DATA RECORDS below:
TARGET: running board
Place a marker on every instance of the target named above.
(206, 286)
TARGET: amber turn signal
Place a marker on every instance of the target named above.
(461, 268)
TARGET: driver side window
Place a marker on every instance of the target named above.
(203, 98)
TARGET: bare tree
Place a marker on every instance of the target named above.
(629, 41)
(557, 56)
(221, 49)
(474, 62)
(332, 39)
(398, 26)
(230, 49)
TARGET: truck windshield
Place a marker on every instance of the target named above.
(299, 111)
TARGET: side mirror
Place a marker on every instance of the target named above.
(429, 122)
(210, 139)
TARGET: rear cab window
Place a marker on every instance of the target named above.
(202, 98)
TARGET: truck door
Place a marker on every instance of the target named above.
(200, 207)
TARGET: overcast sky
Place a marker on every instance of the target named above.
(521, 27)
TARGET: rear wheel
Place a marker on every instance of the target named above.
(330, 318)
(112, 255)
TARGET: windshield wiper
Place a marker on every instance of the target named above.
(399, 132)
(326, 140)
End of DATA RECORDS.
DATA RECORDS below:
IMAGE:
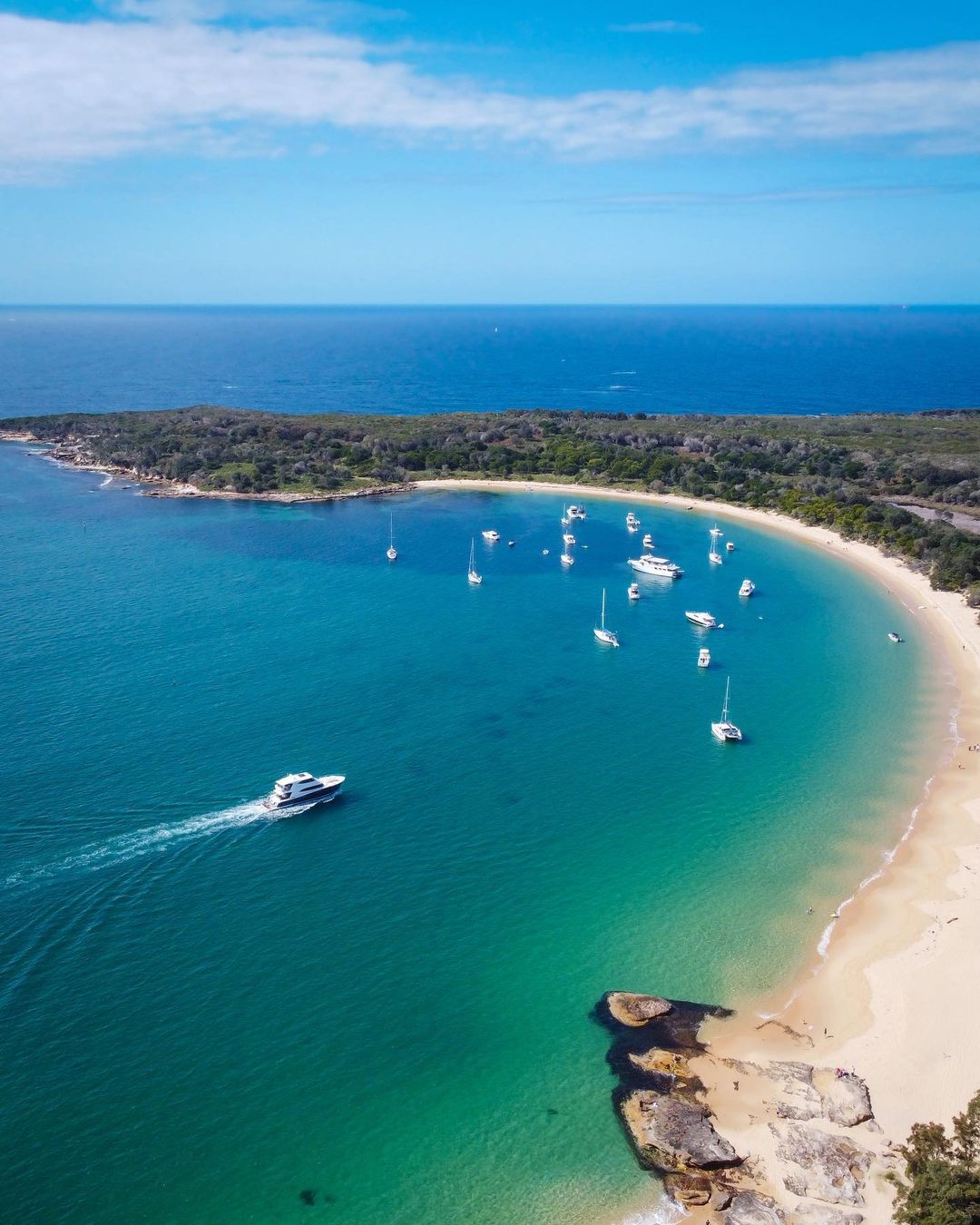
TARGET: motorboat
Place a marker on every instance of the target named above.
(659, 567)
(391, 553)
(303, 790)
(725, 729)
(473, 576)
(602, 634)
End of DATA RECORDS.
DATA RECORDS below:
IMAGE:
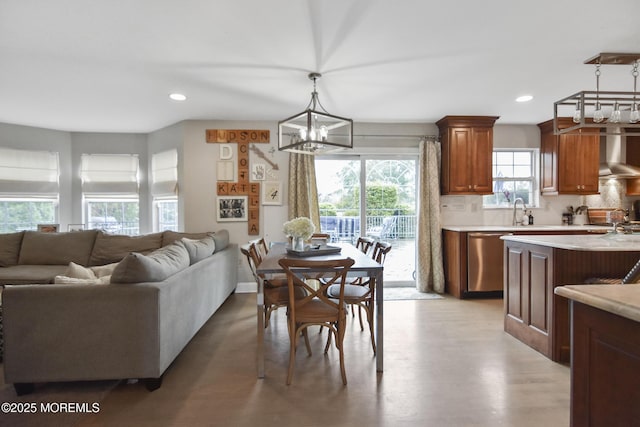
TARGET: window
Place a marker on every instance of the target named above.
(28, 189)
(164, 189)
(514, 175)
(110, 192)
End of DATA RECORDS.
** WHAT THE TASK ASKS **
Check each line above for the string "side" and return those that contain it.

** ANSWER FOR THIS EXERCISE **
TARGET: driver side window
TARGET: side mirror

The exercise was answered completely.